(Page excerpt Opens)

I’m reading a recent interview with Jonathan Sarfati, a well-known anti-evolution Christian author.((Australia’s Reformed Evangelical Periodical, Autumn 2012, 3-6.))
I’m not going to critique the scientific statements he makes, I just wanted to pick up on a theological/biblical claim that he makes, which I hear very often. He claims:
The whole gospel of Jesus Christ depends on a literal happening in the Garden of Eden where Adam sinned against God and brought God’s curse upon us. Evolution undermines this account of our origins by putting death before sin.
That’s a big claim. He presents a choice between a) believing the gospel of Jesus Christ and b) affirming the evolutionary mechanism of natural selection in biology. For Sarfati, there is no both/and. He refers to Paul as telling us that “Adam brought death into the world”, and refers to Romans 5 and 1 Corinthians 15. So what do these passages say? And are they appropriate to bring to bear on conversations about animal death before humans? What would Paul say about us doing so?

(Page excerpt Closes)
(Material supplied Opens)

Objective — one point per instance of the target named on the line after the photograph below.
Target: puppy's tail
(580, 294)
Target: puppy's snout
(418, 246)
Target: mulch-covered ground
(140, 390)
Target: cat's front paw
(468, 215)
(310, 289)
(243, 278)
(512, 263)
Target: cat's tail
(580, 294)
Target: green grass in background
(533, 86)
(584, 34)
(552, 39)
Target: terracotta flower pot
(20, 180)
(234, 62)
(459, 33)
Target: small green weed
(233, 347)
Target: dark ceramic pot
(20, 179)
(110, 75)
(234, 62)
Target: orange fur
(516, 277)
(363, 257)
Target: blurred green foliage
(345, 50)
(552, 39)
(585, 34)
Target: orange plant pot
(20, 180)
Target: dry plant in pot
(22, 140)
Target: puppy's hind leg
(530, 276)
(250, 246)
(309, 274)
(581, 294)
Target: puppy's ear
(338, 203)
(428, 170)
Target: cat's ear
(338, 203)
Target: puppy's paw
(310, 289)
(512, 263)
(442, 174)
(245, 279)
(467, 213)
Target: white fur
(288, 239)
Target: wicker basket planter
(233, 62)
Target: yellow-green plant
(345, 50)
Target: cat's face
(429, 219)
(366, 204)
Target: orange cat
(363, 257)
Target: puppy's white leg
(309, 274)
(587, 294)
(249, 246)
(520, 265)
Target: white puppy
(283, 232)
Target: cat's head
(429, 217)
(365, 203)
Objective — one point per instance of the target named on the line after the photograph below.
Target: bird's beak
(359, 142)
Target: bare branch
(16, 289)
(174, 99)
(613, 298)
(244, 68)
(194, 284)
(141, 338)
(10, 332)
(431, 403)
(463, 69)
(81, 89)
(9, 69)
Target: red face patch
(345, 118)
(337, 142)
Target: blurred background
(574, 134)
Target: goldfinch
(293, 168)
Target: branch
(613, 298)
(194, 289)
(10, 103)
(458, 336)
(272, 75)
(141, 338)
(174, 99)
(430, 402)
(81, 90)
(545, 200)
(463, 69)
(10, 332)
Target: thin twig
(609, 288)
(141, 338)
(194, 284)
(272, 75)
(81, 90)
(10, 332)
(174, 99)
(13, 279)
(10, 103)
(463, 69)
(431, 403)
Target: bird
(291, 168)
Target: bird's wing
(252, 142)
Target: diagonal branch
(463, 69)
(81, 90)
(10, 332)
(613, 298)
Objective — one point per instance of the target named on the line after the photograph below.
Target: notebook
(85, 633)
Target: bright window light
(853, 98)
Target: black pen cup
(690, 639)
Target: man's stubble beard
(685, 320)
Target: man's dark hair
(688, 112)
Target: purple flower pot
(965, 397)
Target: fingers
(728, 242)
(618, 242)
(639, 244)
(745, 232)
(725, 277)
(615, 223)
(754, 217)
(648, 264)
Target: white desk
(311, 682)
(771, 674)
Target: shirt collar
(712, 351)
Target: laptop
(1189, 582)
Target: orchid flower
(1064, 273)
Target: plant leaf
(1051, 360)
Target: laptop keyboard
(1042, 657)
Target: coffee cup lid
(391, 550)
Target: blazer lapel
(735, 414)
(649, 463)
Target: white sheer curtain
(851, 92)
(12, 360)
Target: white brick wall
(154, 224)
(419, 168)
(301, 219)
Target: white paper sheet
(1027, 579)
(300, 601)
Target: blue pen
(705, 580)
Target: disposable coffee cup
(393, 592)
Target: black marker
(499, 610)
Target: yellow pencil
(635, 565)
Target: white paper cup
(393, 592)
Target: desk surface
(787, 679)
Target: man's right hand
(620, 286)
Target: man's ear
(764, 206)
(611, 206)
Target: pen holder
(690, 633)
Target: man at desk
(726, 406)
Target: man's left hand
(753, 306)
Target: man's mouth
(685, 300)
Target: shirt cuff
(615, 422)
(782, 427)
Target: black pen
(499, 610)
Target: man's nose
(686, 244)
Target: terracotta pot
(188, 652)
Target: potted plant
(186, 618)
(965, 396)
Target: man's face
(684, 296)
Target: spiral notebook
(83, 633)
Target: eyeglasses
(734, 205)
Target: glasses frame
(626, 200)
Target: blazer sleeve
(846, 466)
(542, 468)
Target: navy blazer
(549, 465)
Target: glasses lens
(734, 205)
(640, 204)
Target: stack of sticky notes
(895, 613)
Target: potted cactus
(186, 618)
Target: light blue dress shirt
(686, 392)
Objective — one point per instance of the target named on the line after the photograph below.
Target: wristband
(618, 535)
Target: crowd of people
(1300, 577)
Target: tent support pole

(Material supplied Closes)

• _Parts of the exercise_:
1. Render this sentence from the commentary on Sarfati in Spanish: "He presents a choice between a) believing the gospel of Jesus Christ and b) affirming the evolutionary mechanism of natural selection in biology."
2. Write out the commentary on Sarfati word for word from "That’s a big" to "us doing so?".
The entries have no connection to the commentary on Sarfati.

• _Task-by-task answers_:
1. Presenta una elección entre a) creer el evangelio de Jesucristo y b) afirmar el mecanismo evolutivo de la selección natural en la biología.

2.
That’s a big claim. He presents a choice between a) believing the gospel of Jesus Christ and b) affirming the evolutionary mechanism of natural selection in biology. For Sarfati, there is no both/and. He refers to Paul as telling us that “Adam brought death into the world”, and refers to Romans 5 and 1 Corinthians 15. So what do these passages say? And are they appropriate to bring to bear on conversations about animal death before humans? What would Paul say about us doing so?